EXTRAIT DE PAGE ▸
☆ ☆ ☆ ☆ ☆ ☆ ☆
L'effondrement des ventes depuis mi-novembre 2012 n’augure pas d’une année 2013 très positive pour le négoce sanitaire-chauffage. Un coup dur pour le secteur qui, depuis trois ans, voit le segment du chauffage échouer dans ses tentatives de relance. D’autant que, parallèlement, la concurrence des négoces électriques s’est intensifiée et que de nouveaux acteurs montrent de l’appétit pour le marché : quincailliers, multispécialistes des matériaux, sans parler des acteurs du Net.

«En 2013, nous devons défendre nos marges»
☆ ☆ ☆ ☆ ☆ ☆ ☆
DONNÉES FOURNIES ▸

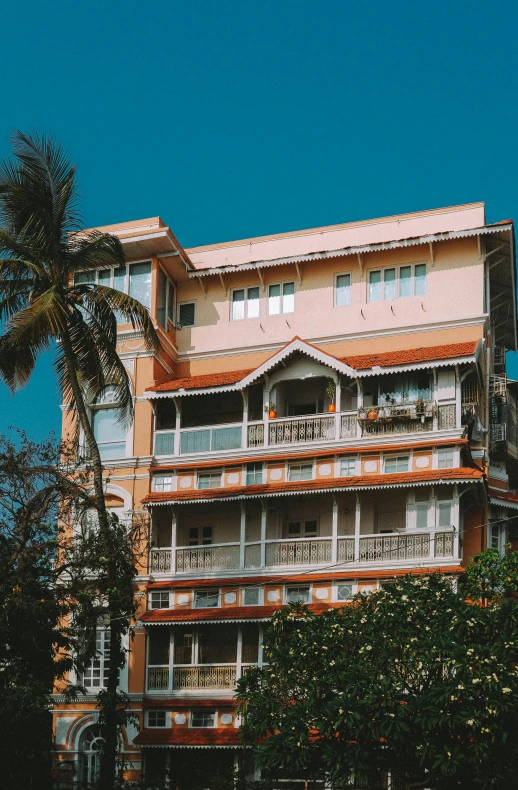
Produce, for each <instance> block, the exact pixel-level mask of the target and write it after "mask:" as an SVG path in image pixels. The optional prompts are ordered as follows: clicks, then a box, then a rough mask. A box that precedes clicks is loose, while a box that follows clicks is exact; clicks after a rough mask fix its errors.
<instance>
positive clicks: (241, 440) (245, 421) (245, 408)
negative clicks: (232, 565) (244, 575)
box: [241, 390, 248, 567]
mask: <svg viewBox="0 0 518 790" xmlns="http://www.w3.org/2000/svg"><path fill="white" fill-rule="evenodd" d="M241 397H242V398H243V426H242V428H241V447H243V448H245V447H248V390H241ZM241 567H243V566H241Z"/></svg>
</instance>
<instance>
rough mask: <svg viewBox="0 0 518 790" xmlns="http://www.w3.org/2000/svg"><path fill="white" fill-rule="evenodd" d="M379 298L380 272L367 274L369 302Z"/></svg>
mask: <svg viewBox="0 0 518 790" xmlns="http://www.w3.org/2000/svg"><path fill="white" fill-rule="evenodd" d="M380 299H381V272H379V271H378V272H370V274H369V302H379V300H380Z"/></svg>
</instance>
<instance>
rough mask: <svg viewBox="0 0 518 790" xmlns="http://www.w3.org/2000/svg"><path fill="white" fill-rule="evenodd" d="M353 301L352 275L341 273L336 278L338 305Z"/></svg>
mask: <svg viewBox="0 0 518 790" xmlns="http://www.w3.org/2000/svg"><path fill="white" fill-rule="evenodd" d="M350 303H351V275H350V274H339V275H338V277H337V278H336V306H337V307H340V306H341V305H344V304H350Z"/></svg>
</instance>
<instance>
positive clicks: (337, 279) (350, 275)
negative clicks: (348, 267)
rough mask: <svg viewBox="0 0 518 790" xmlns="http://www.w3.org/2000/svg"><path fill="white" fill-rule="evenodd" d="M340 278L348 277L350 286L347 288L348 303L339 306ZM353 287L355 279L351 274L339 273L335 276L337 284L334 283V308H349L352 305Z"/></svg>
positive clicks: (349, 284)
mask: <svg viewBox="0 0 518 790" xmlns="http://www.w3.org/2000/svg"><path fill="white" fill-rule="evenodd" d="M339 277H348V278H349V285H348V286H347V301H346V302H344V303H343V304H338V278H339ZM352 285H353V277H352V274H351V272H337V273H336V274H335V282H334V289H333V290H334V306H335V307H348V306H349V305H350V304H351V298H352Z"/></svg>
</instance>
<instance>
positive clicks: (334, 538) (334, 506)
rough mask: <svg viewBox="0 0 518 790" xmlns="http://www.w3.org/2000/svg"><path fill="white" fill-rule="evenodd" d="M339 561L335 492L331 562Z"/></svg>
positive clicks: (334, 494)
mask: <svg viewBox="0 0 518 790" xmlns="http://www.w3.org/2000/svg"><path fill="white" fill-rule="evenodd" d="M337 561H338V501H337V499H336V494H333V517H332V522H331V564H332V565H336V563H337Z"/></svg>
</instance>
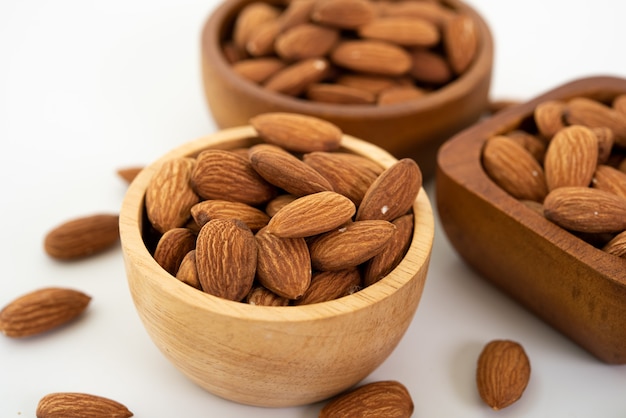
☆ ☆ ☆ ☆ ☆ ☆ ☆
CONSIGNES ▸
[A] Répondez à ces questions sur l'extrait :
(i) Depuis quand les ventes se sont-elles effondrées ?
(ii) Depuis combien d'années le segment du chauffage échoue-t-il dans ses tentatives de relance ?
(iii) Selon la phrase entre guillemets, que faut-il défendre en 2013 ?
[B] Citez le passage de l'extrait qui s'ouvre sur les mots « L'effondrement des ventes » et s'achève sur « acteurs du Net. ».
Ce matériel provient d'une autre source que l'extrait.

CORRIGÉS ▸
[A]
(i) Depuis mi-novembre 2012.
(ii) Depuis trois ans.
(iii) Les marges.

[B]
L'effondrement des ventes depuis mi-novembre 2012 n’augure pas d’une année 2013 très positive pour le négoce sanitaire-chauffage. Un coup dur pour le secteur qui, depuis trois ans, voit le segment du chauffage échouer dans ses tentatives de relance. D’autant que, parallèlement, la concurrence des négoces électriques s’est intensifiée et que de nouveaux acteurs montrent de l’appétit pour le marché : quincailliers, multispécialistes des matériaux, sans parler des acteurs du Net.